* **TASK GOAL**: Which lines in the records below contain the word "tree"? List every such line in full, and treat uppercase and lowercase as different.

* **RECORD EXCERPTS**:

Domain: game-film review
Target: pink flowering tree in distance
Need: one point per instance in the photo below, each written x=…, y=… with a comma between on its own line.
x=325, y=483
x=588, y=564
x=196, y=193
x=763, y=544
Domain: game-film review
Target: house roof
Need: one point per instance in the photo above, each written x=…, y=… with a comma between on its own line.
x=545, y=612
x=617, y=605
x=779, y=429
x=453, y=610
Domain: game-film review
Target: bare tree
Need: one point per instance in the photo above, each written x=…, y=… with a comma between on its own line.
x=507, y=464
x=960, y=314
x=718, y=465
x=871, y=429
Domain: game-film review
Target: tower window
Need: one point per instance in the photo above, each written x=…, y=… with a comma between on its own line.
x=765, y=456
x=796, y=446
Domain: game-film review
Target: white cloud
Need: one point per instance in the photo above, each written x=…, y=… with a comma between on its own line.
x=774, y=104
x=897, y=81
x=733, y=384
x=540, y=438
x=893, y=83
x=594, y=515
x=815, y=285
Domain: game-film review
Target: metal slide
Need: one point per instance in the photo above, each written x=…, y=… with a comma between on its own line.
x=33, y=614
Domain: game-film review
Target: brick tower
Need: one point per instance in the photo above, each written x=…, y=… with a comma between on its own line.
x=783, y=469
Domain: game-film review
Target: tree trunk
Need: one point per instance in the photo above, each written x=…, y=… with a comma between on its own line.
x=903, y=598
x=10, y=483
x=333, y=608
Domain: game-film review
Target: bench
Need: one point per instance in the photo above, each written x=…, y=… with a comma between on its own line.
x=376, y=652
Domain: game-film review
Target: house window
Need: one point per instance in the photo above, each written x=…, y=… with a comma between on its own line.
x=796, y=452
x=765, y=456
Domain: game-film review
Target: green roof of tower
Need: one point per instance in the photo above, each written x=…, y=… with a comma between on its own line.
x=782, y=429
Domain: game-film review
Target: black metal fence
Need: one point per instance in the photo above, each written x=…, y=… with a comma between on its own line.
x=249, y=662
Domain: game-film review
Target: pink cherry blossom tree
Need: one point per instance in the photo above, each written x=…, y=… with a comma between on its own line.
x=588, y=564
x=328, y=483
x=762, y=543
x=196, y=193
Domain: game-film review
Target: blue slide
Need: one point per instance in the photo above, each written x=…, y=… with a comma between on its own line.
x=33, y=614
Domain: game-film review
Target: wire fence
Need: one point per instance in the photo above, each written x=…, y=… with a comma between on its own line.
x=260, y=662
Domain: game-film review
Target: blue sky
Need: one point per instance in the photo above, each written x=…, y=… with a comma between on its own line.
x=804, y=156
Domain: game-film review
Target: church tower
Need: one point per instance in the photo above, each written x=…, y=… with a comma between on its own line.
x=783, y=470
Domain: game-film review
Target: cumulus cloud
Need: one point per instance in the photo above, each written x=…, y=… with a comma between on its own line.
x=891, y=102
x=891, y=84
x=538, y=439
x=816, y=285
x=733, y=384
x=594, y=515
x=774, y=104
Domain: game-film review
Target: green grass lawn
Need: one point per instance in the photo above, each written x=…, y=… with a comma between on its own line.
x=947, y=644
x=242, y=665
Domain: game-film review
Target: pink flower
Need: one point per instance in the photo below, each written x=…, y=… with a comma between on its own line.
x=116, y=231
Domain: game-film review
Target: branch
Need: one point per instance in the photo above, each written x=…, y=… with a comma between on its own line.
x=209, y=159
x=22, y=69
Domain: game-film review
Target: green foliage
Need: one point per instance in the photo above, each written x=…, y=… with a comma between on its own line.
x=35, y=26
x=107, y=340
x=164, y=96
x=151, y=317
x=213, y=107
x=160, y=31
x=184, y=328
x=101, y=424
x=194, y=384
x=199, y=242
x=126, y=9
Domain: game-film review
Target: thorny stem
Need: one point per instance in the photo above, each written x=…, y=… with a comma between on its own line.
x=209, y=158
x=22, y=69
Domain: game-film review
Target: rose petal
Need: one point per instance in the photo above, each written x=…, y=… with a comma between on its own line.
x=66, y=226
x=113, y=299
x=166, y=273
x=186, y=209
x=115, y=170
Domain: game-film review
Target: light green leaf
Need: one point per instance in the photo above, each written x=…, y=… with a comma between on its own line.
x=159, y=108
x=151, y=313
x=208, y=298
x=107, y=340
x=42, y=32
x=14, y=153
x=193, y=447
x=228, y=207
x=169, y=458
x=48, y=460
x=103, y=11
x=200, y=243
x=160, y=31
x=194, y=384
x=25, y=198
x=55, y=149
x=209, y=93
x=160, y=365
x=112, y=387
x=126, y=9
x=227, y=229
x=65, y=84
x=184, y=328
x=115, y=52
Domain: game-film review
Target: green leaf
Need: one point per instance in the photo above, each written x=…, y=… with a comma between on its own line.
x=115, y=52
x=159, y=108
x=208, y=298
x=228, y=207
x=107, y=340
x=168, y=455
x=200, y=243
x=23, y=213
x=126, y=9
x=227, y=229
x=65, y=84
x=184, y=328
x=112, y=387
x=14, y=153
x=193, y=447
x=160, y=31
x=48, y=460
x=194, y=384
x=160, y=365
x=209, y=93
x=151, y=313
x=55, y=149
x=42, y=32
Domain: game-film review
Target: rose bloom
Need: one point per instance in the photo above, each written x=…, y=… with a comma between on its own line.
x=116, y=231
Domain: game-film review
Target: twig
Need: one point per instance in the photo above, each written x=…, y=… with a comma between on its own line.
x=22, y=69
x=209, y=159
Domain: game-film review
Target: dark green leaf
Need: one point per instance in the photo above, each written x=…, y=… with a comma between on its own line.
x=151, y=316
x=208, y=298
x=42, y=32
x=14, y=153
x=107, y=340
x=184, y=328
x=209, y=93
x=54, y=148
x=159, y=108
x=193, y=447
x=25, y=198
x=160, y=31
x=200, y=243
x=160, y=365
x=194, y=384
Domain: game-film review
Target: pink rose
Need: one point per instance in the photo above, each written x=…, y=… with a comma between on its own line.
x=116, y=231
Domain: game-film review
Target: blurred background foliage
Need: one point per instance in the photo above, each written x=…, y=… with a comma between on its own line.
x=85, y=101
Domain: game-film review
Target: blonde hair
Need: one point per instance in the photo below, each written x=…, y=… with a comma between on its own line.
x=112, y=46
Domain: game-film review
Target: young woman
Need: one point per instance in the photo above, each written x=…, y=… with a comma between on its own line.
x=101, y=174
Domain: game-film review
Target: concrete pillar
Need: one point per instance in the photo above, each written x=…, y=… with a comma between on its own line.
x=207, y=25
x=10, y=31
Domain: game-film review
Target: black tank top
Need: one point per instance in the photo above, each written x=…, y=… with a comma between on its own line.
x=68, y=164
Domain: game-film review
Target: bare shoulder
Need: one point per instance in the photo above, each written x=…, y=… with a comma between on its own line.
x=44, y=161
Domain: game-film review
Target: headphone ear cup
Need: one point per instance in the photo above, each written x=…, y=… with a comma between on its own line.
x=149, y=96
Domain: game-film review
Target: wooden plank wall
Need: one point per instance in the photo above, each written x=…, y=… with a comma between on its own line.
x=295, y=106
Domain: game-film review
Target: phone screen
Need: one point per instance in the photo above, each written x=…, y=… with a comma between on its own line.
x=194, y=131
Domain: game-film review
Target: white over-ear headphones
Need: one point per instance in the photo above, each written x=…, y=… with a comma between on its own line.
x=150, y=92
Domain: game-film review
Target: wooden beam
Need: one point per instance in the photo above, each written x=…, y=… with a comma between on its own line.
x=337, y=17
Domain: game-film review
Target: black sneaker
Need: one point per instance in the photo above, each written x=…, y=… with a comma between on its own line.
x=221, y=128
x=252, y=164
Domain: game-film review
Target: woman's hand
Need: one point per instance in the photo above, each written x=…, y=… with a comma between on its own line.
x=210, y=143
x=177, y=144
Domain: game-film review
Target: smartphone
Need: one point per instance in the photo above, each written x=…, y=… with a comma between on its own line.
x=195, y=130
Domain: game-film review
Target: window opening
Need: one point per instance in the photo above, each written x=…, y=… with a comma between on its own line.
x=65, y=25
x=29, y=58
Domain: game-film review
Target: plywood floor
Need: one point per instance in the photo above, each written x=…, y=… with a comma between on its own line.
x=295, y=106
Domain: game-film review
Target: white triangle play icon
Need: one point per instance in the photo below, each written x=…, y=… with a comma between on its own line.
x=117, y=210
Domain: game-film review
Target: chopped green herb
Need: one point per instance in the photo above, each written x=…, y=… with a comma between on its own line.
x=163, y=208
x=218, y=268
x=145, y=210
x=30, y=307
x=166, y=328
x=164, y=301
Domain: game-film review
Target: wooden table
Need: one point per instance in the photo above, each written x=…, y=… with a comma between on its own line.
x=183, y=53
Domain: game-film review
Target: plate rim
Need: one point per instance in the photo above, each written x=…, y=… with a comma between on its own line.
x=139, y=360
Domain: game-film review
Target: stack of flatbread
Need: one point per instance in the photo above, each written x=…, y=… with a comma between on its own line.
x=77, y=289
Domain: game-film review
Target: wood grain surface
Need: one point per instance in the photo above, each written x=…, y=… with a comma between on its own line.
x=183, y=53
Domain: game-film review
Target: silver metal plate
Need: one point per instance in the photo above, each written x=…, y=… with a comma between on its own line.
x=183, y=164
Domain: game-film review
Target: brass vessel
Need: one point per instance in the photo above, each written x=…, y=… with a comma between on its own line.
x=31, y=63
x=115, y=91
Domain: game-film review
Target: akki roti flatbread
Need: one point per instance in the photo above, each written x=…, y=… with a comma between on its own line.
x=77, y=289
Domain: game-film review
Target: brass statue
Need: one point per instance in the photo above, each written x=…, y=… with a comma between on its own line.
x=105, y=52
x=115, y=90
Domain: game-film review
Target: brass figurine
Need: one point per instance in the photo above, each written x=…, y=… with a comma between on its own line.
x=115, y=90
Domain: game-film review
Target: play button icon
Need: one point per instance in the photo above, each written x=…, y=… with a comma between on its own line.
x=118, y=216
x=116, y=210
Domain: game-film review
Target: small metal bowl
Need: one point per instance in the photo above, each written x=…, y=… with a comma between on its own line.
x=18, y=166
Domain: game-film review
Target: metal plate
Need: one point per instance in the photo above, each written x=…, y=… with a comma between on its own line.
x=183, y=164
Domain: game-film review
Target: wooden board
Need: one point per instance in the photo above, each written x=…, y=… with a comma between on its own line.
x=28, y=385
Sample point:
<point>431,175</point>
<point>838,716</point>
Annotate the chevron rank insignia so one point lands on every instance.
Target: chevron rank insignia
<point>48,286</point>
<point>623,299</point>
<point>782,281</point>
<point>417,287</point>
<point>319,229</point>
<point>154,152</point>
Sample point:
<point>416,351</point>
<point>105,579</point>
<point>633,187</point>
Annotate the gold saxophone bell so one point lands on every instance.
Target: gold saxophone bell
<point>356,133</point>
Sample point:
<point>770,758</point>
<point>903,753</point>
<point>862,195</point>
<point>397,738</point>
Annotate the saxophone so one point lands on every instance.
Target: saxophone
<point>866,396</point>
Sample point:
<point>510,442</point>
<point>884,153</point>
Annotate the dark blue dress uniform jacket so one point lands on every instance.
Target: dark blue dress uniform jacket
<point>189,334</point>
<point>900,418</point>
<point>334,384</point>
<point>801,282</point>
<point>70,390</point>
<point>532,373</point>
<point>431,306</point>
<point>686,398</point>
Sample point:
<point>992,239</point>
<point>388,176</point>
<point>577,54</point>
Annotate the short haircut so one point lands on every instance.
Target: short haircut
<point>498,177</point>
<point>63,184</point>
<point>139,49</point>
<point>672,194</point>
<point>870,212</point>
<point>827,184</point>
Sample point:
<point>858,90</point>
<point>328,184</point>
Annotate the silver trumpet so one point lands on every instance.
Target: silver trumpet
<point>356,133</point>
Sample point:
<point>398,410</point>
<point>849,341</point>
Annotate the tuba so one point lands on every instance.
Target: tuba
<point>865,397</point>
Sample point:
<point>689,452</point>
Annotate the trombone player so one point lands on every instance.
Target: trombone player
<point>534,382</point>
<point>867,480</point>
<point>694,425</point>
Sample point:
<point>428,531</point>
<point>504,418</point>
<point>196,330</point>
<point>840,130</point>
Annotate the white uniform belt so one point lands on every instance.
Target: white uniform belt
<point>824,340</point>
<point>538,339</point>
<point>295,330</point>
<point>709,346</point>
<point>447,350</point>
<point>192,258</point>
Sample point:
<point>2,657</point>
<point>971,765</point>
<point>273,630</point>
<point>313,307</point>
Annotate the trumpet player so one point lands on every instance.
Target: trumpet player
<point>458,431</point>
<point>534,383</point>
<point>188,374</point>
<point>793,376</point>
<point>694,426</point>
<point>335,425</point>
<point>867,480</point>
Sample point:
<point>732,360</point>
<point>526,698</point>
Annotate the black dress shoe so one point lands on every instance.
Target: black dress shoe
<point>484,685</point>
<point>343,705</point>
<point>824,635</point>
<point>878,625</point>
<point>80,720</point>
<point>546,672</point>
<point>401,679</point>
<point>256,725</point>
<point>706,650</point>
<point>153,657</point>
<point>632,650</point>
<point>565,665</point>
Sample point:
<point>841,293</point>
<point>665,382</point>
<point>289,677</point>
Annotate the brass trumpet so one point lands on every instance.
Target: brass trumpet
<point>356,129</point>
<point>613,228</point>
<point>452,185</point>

* **RIGHT ANSWER**:
Target: pink flowering tree in distance
Target: bare tree
Target: tree trunk
Target: pink cherry blossom tree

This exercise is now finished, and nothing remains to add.